| Extract provided |
★ ★ ★
I am sure you can tell by my increasing defensiveness that I fall into the second camp of working moms. I am so defensive that when people ask me if I work, I make a huge deal about how I am still home with the kids a lot and my husband's hours are flexible and I just got my PhD last May. That last one is especially funny because it has NOTHING to do with the original question, but I just babble it on out there as if it does fit in, as if it explains ANYTHING. Because I can't just say yes and move on-- I feel terrible that I am a mother of 2 small kids and I work outside the home. But here's the catch: I don't like staying home with them. I don't like it. I suck at it if I do it for too long (I mean, 5 weeks off in the winter, a week in the spring, and the whole summer? Plus at least one full day a week-- that's too much time for me to be good. Think about 24/7!) (And? Do you see what I just did there? I tripped all over myself to tell you how much time I do spend with my kids because I feel so guilty for working and feel guiltier for choosing to work and feel guiltier still for liking it so goddamn much.) (And there-- another jab about choice, about how all options being equal, I chose to go to the office-- another little slip of the fingers that illustrates my claim about SAHM as a status symbol).

I almost cried the other day at Harry's swim lessons because I found out that 3 other moms of kids in his class have PhDs are work part time (one at a college and 2, who are psychologists, in private practices). It was wonderful to talk to them about the daily scramble and the conflicts and how not to drown in the dissonance.
★ ★ ★
Answer these questions using the passage on being a working mother.
(a) When did the writer get a PhD?
(b) How many weeks off does the writer have in the winter?
(c) Where was the writer when the writer almost cried?
The lines that come next are separate material and have no connection to the passage above.

Stored items:
★ ★ ★
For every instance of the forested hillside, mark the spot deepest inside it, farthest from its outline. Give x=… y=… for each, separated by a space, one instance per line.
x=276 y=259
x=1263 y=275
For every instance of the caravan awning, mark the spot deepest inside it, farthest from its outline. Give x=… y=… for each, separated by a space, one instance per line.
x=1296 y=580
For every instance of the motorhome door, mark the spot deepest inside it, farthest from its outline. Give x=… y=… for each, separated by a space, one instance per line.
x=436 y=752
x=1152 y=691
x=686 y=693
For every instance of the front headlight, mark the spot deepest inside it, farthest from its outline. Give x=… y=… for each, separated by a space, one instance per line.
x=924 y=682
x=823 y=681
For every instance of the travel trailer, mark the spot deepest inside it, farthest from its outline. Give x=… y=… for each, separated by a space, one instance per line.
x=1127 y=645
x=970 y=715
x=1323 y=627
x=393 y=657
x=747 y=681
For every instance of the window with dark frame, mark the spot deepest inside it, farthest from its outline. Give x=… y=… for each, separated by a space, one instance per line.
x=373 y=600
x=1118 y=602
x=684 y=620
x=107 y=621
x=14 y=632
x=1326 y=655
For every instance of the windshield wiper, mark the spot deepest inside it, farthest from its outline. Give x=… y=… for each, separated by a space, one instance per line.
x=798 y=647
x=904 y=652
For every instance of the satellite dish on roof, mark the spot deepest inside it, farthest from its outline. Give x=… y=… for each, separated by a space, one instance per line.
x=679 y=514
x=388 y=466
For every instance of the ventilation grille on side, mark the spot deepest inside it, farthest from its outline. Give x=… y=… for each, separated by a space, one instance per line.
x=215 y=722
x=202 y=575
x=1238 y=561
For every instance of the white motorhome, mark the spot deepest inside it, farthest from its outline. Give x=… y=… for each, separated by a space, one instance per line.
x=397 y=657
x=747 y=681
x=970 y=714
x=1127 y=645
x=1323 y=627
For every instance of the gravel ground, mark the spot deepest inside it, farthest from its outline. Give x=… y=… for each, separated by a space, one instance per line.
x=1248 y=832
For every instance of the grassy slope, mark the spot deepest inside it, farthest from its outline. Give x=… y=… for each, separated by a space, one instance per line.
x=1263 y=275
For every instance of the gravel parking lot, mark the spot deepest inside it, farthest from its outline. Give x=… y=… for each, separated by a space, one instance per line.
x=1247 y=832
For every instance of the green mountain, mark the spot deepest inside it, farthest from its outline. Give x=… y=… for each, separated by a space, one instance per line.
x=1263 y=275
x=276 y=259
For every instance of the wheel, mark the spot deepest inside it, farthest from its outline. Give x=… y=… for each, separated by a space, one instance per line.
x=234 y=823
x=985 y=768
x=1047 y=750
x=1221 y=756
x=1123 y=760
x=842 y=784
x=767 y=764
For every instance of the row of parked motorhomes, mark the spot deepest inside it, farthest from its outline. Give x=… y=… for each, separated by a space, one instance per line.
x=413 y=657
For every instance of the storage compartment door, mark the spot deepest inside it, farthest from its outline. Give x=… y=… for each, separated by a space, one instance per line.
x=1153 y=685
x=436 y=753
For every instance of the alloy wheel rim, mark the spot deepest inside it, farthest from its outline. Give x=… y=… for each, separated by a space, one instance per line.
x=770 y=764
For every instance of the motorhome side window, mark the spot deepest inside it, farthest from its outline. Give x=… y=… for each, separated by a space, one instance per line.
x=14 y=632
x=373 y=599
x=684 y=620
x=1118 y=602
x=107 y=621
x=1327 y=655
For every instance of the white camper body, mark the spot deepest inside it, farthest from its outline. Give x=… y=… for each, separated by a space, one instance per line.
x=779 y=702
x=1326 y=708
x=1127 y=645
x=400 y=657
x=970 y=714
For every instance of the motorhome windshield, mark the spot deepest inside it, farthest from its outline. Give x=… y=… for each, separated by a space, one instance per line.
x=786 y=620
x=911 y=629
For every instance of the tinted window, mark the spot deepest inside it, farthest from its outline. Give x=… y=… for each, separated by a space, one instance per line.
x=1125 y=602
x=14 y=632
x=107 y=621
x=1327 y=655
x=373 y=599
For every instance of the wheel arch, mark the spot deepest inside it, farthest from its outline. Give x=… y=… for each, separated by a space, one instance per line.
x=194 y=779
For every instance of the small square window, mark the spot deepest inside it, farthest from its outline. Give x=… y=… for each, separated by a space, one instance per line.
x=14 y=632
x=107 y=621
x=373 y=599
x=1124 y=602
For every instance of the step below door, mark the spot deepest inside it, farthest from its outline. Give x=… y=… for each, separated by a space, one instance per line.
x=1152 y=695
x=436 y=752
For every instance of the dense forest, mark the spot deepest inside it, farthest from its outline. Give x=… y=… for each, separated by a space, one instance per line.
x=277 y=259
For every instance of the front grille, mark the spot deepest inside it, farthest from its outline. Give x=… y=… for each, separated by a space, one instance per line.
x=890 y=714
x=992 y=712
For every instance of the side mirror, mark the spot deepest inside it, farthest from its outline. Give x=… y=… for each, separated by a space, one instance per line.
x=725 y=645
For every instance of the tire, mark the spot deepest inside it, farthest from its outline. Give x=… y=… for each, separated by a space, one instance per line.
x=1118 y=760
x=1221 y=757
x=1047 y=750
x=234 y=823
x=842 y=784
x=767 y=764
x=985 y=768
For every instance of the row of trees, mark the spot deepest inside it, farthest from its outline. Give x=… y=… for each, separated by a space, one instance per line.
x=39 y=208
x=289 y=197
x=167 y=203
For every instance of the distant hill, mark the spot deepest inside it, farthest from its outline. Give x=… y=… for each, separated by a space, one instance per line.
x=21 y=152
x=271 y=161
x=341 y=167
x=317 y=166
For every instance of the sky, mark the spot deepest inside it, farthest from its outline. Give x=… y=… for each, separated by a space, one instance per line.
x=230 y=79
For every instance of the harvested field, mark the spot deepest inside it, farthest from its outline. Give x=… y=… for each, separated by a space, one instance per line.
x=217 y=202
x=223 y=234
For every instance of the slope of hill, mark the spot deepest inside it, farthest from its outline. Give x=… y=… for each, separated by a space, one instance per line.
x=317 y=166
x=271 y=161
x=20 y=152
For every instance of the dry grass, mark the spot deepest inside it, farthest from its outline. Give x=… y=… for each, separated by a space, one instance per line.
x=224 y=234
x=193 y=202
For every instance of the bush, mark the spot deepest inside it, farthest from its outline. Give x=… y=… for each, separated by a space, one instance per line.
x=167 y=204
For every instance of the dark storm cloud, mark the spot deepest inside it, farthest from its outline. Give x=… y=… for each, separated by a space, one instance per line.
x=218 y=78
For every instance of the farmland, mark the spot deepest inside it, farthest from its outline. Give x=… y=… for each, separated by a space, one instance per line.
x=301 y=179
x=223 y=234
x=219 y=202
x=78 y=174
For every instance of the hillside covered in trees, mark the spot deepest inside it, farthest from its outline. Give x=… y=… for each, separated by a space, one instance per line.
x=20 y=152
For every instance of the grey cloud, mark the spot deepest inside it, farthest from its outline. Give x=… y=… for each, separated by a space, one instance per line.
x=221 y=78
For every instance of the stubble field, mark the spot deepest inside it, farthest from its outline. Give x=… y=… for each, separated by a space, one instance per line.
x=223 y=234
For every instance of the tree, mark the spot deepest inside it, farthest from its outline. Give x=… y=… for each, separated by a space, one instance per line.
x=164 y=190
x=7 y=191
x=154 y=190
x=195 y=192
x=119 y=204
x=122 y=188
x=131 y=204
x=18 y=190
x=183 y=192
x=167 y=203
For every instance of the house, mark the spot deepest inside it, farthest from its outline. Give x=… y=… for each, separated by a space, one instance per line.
★ ★ ★
| Answer to this problem |
(a) Last May.
(b) Five weeks.
(c) At Harry's swim lessons.